═══ EXTRACTED INFORMATION

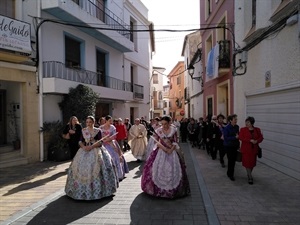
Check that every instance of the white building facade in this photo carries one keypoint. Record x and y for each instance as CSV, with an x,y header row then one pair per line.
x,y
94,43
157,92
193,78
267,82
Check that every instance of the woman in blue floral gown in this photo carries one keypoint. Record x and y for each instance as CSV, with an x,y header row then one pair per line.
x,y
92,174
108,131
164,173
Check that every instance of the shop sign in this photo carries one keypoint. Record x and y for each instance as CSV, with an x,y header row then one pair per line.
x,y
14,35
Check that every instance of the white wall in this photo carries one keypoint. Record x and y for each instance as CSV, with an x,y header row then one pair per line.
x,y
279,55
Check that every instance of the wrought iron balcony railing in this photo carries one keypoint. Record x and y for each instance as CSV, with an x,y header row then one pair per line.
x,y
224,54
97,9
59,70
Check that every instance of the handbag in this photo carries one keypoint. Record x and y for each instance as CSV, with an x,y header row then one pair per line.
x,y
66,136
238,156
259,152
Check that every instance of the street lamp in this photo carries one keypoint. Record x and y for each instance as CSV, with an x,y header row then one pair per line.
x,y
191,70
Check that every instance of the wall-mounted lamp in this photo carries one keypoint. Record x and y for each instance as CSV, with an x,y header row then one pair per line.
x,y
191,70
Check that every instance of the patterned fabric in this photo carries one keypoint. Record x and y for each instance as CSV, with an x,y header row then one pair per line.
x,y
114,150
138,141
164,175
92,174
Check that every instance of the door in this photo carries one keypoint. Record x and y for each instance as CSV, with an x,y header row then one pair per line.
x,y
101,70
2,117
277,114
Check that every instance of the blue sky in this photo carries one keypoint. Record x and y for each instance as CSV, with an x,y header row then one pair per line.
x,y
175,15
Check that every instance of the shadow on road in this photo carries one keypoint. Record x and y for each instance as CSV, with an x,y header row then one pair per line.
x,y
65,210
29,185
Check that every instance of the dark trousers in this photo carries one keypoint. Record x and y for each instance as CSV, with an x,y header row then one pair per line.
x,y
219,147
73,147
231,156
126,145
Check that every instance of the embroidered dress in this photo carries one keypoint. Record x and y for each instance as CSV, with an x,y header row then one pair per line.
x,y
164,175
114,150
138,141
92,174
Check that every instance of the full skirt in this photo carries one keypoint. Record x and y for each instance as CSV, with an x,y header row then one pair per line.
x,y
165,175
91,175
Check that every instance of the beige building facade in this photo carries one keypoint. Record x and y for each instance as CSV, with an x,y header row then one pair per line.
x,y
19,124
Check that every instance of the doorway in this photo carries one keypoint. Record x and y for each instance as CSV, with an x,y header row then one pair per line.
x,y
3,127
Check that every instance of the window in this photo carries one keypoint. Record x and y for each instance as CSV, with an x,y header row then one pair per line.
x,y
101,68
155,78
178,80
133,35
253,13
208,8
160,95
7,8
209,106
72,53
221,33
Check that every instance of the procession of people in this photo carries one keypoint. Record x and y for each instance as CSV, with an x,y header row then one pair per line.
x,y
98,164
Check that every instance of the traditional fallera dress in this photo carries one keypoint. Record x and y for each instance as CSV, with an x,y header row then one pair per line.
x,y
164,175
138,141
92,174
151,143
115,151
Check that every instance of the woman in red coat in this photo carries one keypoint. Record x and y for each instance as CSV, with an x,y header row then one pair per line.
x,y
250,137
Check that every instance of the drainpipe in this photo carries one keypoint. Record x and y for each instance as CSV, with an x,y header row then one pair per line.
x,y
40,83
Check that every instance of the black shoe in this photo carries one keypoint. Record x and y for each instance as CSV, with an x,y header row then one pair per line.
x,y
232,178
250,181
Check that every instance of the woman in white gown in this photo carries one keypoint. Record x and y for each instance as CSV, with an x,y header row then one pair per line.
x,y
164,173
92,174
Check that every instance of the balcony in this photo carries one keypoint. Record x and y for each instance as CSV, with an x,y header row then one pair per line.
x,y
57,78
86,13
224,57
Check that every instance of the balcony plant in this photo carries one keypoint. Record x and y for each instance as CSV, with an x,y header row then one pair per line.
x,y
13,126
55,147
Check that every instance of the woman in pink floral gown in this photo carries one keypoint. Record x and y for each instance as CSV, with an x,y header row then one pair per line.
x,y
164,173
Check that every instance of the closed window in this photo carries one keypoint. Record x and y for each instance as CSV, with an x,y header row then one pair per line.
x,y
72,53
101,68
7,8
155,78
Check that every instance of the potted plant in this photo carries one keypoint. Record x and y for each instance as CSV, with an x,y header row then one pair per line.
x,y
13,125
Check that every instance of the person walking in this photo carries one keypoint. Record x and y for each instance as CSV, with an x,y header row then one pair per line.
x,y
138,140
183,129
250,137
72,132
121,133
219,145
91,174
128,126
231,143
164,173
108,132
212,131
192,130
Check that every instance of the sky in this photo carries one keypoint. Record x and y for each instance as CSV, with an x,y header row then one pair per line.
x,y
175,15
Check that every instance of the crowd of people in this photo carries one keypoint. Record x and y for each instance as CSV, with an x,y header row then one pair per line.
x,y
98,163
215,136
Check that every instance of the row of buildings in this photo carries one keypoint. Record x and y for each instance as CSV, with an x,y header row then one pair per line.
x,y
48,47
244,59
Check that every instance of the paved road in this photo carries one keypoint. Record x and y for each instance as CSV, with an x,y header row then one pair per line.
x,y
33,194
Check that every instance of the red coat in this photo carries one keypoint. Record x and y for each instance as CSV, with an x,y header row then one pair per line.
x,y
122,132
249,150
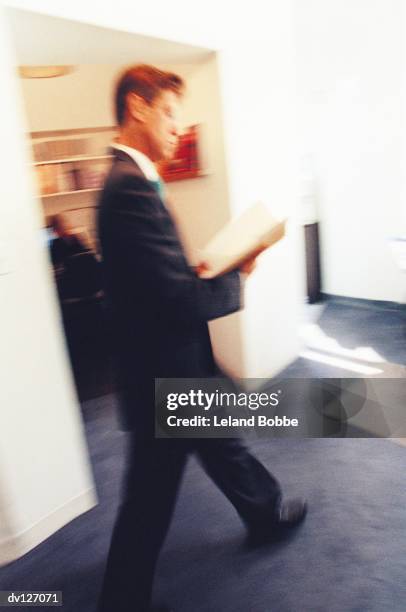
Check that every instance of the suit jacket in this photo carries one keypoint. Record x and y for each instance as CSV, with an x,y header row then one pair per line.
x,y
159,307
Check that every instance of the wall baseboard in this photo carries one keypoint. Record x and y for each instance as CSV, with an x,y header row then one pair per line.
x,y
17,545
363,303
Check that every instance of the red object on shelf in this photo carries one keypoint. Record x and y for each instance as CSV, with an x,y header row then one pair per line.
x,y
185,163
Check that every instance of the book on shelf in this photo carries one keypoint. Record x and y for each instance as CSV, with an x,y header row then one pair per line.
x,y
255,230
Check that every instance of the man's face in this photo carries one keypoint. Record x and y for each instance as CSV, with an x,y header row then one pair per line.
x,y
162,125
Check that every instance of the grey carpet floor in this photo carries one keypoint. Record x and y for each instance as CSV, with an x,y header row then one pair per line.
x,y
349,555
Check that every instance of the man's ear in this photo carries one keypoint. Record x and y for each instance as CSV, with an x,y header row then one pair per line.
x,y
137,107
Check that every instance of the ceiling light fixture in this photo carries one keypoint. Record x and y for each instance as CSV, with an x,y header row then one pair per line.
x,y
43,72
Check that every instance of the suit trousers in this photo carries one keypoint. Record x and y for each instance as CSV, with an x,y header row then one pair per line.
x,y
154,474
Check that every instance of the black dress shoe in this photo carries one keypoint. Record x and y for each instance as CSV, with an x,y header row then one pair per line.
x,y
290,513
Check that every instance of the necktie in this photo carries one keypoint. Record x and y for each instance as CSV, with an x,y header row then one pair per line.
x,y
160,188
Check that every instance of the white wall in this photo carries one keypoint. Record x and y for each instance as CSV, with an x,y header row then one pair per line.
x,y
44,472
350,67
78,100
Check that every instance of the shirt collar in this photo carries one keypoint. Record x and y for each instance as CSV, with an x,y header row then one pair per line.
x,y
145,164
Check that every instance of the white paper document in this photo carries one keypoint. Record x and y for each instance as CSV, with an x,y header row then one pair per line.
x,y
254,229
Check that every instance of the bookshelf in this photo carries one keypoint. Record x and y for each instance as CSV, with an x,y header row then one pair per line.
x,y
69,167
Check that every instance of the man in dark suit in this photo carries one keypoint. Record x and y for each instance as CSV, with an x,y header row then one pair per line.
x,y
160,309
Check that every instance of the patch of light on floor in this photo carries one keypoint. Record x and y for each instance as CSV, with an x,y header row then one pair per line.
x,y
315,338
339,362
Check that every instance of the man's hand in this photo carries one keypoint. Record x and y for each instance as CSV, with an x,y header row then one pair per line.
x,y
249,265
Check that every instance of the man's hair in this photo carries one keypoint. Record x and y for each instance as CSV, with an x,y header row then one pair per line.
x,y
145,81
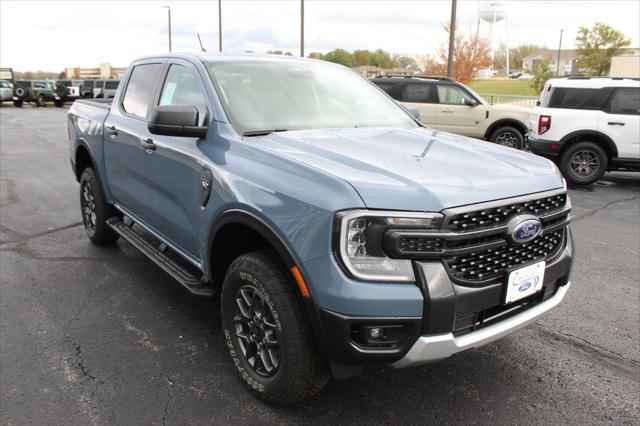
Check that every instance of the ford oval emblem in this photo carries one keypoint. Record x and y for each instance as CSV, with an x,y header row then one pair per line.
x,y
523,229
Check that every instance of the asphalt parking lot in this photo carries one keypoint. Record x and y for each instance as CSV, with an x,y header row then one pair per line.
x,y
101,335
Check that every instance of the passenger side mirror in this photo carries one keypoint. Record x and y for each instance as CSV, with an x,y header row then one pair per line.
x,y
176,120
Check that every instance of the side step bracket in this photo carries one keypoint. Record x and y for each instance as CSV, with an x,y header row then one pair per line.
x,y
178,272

══════

» **EXERCISE DETAILS**
Transcribe exactly the line that contains "Check that every instance of the man's hair" and each line after it through the end of the listing. Leave out the pictures.

» **ANSWER BELOW**
Check that every instance of the man's hair in this photo carries one keypoint. Record x and y for each instance as CSV, with an x,y header row then one pair per line.
x,y
145,81
Check that every instance of the ford oval emblem in this photo carries one keypoint. Record x and y for each instance as CSV, with an x,y header row then one pair per line.
x,y
523,229
Check that every instance of the asphalt parking lot in this photo carries one keypoint. Record x and y for each instance as CSV, with an x,y header row then one pair per line.
x,y
101,335
Check that every instance of the passenger side mirror in this photo carries one keypoint. Record x and y for each instance as CSV, with an x,y header row then one pair per line.
x,y
176,120
Check that every instance of the side step bracket in this photo carries one keypoint. Record x and y for each instance as CSV, with an x,y header row then one pair per line.
x,y
178,272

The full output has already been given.